[Text provided]:

To dry the microalgal biomass is the way microalgae are most commercialized because this method increases the product stability and durability, also allowing easy storage and transportation.

There are different dryers being used in microalgal industry. The main dryer used is the spray dryer [6], and in small spirulina farms, the utilization of ovens with forced ventilation is very common. However, freeze-dryer, drum dryer, natural sun dryer, and other processes to dry the biomass can be also used [6, 7, 8].

It is well known that, depending on the drying process method and conditions, there is a potential to lose quality of the microalgal biomass. For example, the microalgal properties change with the dry process, and for the food industry, the nutritional quality can decrease as proteins, lipids, pigments, and other nutrients are lost. In particular, functional components (i.e., phycocyanin from spirulina or astaxanthin from H. pluvialis) are very sensible to drying conditions, that is, time, temperature, and oxygen, among others.

Therefore, the purpose of this chapter is to provide a review of the common and innovative dry process technologies available for microalgal biomass, discuss the effect of dehydration on quality and stability of microalgal powders used in human alimentation, and then support the microalgal industry and researchers to choose the most suitable drying method for each different use of dried microalgae.

2. Preprocess in algae drying

Microalgae have been studied largely because they have an industrial importance with their bioproducts, such as lipids, carotenoids, etc. Also, their lipid content is considered a potential feedstock for biodiesel production [9, 10]. Some adversities found in preprocessing are the presence of rigid cell walls surrounding the algae cells and the biomass moisture that interferes in some extraction solvent performance [11]. It can be solved with chemical, mechanical, and biological means of cell wall disruption and can be used alone or in combined forms [9]. Also, in these cases, the step of dewatering is important, that is, with flocculation and centrifuge [12]. The proportions of microalgal biomass in cultivation are generally relatively low, being around 0.02–0.05% of dry biomass in raceway tanks and between 0.1 and 0.5% of dry biomass in tubular photobioreactors. This aspect, together with the size of microalgae, turns microalgal biomass separation very complex [13]. Ref. [14] presents that separation costs can be around 20 and 30% of the total production cost.

There are different ways to perform biomass separation. The most common processes are flocculation followed by sedimentation, centrifugation, and filtration. Sedimentation, considered the simplest option, can retain 85% of biomass, with the percentage of dry biomass around 3%, depending on the species used. However, this process requires significant additional space. The most efficient method for separating biomass is centrifugation, but it represents a significant increase in production costs, so it is widely used when the extracted product has high value. Filtration can be performed mainly to separate biomass from filamentous microalgae, but it is a slow process and in large-scale systems requires a large infrastructure [13].

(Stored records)
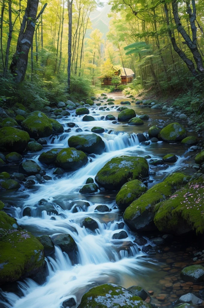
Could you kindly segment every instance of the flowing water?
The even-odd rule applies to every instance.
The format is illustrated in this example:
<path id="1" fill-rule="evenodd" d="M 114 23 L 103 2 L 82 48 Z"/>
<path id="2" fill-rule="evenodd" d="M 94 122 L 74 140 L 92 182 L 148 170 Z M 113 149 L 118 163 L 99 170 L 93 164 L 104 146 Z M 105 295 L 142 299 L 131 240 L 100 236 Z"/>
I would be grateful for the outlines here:
<path id="1" fill-rule="evenodd" d="M 143 109 L 132 104 L 131 107 L 135 109 L 137 115 L 147 113 L 150 116 L 150 120 L 140 126 L 113 124 L 103 117 L 101 120 L 101 117 L 108 114 L 117 118 L 118 111 L 116 109 L 120 102 L 124 100 L 120 95 L 117 93 L 111 94 L 116 100 L 112 108 L 107 106 L 110 111 L 99 110 L 99 107 L 95 106 L 89 107 L 90 114 L 96 120 L 94 122 L 83 122 L 83 116 L 74 116 L 74 111 L 71 112 L 70 116 L 59 120 L 65 130 L 69 128 L 66 124 L 68 122 L 74 122 L 76 126 L 69 132 L 47 138 L 47 145 L 44 146 L 43 150 L 67 147 L 68 140 L 71 136 L 90 134 L 91 128 L 97 126 L 105 130 L 104 133 L 100 134 L 105 144 L 104 153 L 89 156 L 88 162 L 85 167 L 74 172 L 65 173 L 60 178 L 53 174 L 53 167 L 48 168 L 40 164 L 37 159 L 40 152 L 28 153 L 26 158 L 32 158 L 42 169 L 46 168 L 46 174 L 52 176 L 52 180 L 37 183 L 32 188 L 26 190 L 23 187 L 13 194 L 5 193 L 2 196 L 2 200 L 7 205 L 6 211 L 13 215 L 21 226 L 36 236 L 46 234 L 52 237 L 57 233 L 69 234 L 76 241 L 78 253 L 74 260 L 56 246 L 54 253 L 46 259 L 49 274 L 45 282 L 39 285 L 27 278 L 18 283 L 18 290 L 13 292 L 8 289 L 4 290 L 2 295 L 6 302 L 0 300 L 1 307 L 1 305 L 6 308 L 60 308 L 63 301 L 71 297 L 75 299 L 77 306 L 83 294 L 90 288 L 98 284 L 112 282 L 125 287 L 142 284 L 146 289 L 150 288 L 153 287 L 155 279 L 163 276 L 162 272 L 158 271 L 163 266 L 161 263 L 156 258 L 142 253 L 142 247 L 133 242 L 134 234 L 125 225 L 123 229 L 127 232 L 128 237 L 125 241 L 112 239 L 114 233 L 121 230 L 118 229 L 118 224 L 123 221 L 122 216 L 116 204 L 116 192 L 102 190 L 88 195 L 81 195 L 79 192 L 88 178 L 94 179 L 107 162 L 122 155 L 148 155 L 154 159 L 160 158 L 168 153 L 177 155 L 178 159 L 174 164 L 151 167 L 156 171 L 156 175 L 150 177 L 148 188 L 172 172 L 178 170 L 189 173 L 194 172 L 189 167 L 192 161 L 192 153 L 187 147 L 161 142 L 151 143 L 147 146 L 140 144 L 137 133 L 147 132 L 149 127 L 152 125 L 172 121 L 161 110 Z M 83 133 L 81 131 L 76 132 L 77 128 L 81 129 Z M 10 168 L 13 168 L 13 171 L 18 172 L 15 166 Z M 39 212 L 38 202 L 42 199 L 52 204 L 54 213 L 48 214 L 45 210 Z M 89 206 L 83 209 L 77 206 L 80 200 L 88 202 Z M 111 212 L 100 213 L 95 211 L 96 206 L 100 204 L 107 205 Z M 78 211 L 73 213 L 76 205 Z M 23 209 L 27 206 L 31 209 L 31 217 L 23 216 Z M 98 223 L 99 228 L 95 232 L 82 226 L 82 221 L 87 217 L 92 218 Z"/>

[Work to complete]:
**1.** List every drying method or type of dryer that the text on microalgal biomass drying names as being used in the microalgal industry.
**2.** Transcribe the passage of the text on microalgal biomass drying between "There are different dryers" and "oxygen, among others.", inclusive.

[Per-task answers]:
**1.**
- Spray dryer
- Ovens with forced ventilation
- Freeze-dryer
- Drum dryer
- Natural sun dryer

**2.**
There are different dryers being used in microalgal industry. The main dryer used is the spray dryer [6], and in small spirulina farms, the utilization of ovens with forced ventilation is very common. However, freeze-dryer, drum dryer, natural sun dryer, and other processes to dry the biomass can be also used [6, 7, 8].

It is well known that, depending on the drying process method and conditions, there is a potential to lose quality of the microalgal biomass. For example, the microalgal properties change with the dry process, and for the food industry, the nutritional quality can decrease as proteins, lipids, pigments, and other nutrients are lost. In particular, functional components (i.e., phycocyanin from spirulina or astaxanthin from H. pluvialis) are very sensible to drying conditions, that is, time, temperature, and oxygen, among others.